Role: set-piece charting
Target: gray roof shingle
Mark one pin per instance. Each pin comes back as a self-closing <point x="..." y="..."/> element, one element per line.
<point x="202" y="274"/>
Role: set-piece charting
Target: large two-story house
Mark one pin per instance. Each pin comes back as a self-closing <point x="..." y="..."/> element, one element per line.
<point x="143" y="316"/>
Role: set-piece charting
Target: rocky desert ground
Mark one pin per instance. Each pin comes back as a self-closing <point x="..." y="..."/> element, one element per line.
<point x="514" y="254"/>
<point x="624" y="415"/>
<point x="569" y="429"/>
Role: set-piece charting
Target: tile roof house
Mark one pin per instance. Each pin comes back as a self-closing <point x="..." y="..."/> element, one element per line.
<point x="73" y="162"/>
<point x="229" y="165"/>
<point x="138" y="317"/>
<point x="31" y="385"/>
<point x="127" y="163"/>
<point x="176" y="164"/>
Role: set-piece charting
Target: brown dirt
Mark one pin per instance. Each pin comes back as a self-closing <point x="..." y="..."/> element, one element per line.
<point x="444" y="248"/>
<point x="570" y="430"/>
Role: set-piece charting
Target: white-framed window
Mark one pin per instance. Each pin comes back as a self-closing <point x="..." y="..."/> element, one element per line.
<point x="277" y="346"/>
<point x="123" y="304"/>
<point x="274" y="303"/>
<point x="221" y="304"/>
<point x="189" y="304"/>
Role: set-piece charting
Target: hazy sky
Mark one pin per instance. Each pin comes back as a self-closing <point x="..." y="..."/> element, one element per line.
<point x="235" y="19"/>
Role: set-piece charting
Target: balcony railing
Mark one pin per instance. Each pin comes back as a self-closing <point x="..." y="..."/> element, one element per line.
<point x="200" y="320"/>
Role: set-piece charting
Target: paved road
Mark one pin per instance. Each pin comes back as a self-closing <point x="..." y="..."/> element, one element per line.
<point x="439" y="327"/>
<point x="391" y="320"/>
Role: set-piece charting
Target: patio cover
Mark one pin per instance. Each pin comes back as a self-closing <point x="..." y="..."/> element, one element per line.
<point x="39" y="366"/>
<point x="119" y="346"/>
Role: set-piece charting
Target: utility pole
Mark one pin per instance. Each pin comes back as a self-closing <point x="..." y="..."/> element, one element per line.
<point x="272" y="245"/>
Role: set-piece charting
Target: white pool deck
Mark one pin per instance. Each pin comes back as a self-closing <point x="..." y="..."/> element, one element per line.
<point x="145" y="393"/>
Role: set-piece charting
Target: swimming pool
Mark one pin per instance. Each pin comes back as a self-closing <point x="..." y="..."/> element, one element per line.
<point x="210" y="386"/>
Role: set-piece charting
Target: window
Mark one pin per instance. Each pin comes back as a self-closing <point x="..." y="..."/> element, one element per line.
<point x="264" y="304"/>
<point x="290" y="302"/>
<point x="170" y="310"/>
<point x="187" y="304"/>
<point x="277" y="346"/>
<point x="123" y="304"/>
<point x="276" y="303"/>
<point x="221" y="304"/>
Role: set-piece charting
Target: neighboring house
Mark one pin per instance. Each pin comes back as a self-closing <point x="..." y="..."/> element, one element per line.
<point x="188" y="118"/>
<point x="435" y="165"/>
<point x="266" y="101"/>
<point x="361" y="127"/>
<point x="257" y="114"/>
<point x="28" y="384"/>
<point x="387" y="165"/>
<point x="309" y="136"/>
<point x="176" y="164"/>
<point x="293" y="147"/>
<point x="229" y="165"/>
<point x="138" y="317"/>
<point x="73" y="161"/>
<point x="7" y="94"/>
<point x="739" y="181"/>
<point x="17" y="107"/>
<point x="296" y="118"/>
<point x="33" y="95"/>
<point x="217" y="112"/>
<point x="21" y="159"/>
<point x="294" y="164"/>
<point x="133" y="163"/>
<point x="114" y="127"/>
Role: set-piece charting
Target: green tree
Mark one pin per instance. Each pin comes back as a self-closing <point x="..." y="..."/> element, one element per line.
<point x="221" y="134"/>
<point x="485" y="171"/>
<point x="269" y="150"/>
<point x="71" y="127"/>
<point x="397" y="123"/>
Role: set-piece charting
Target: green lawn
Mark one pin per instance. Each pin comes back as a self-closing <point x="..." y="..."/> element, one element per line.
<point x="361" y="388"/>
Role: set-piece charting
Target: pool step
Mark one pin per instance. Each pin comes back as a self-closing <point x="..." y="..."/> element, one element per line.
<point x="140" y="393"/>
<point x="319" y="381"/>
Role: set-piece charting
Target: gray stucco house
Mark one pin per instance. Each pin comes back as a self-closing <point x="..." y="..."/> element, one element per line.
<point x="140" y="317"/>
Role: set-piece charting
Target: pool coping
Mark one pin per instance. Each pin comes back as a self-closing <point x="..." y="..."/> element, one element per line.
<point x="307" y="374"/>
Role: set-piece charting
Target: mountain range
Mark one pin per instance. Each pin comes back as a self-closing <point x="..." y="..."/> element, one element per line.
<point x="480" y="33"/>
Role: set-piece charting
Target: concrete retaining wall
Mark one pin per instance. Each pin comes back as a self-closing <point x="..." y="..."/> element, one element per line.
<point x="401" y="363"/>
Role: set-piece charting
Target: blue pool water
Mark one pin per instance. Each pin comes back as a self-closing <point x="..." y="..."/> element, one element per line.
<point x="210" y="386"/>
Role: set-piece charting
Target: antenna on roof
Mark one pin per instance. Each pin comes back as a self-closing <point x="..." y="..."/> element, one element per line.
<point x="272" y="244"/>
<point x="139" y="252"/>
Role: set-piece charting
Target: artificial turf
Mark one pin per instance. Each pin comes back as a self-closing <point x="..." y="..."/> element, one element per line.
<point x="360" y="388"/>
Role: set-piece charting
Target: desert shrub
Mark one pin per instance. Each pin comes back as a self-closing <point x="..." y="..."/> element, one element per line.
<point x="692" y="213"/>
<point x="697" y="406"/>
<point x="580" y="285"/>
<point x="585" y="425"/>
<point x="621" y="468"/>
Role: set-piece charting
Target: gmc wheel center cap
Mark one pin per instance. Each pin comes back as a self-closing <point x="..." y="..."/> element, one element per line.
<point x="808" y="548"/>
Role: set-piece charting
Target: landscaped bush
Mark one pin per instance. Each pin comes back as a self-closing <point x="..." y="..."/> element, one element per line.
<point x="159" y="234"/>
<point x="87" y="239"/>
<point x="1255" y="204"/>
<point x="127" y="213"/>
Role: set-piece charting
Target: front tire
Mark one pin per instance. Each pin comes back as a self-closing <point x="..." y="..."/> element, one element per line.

·····

• What to produce: Every line above with the string "desert" in it needs to be copied.

• Response for this exercise:
Target: rocky desert ground
Target: desert shrub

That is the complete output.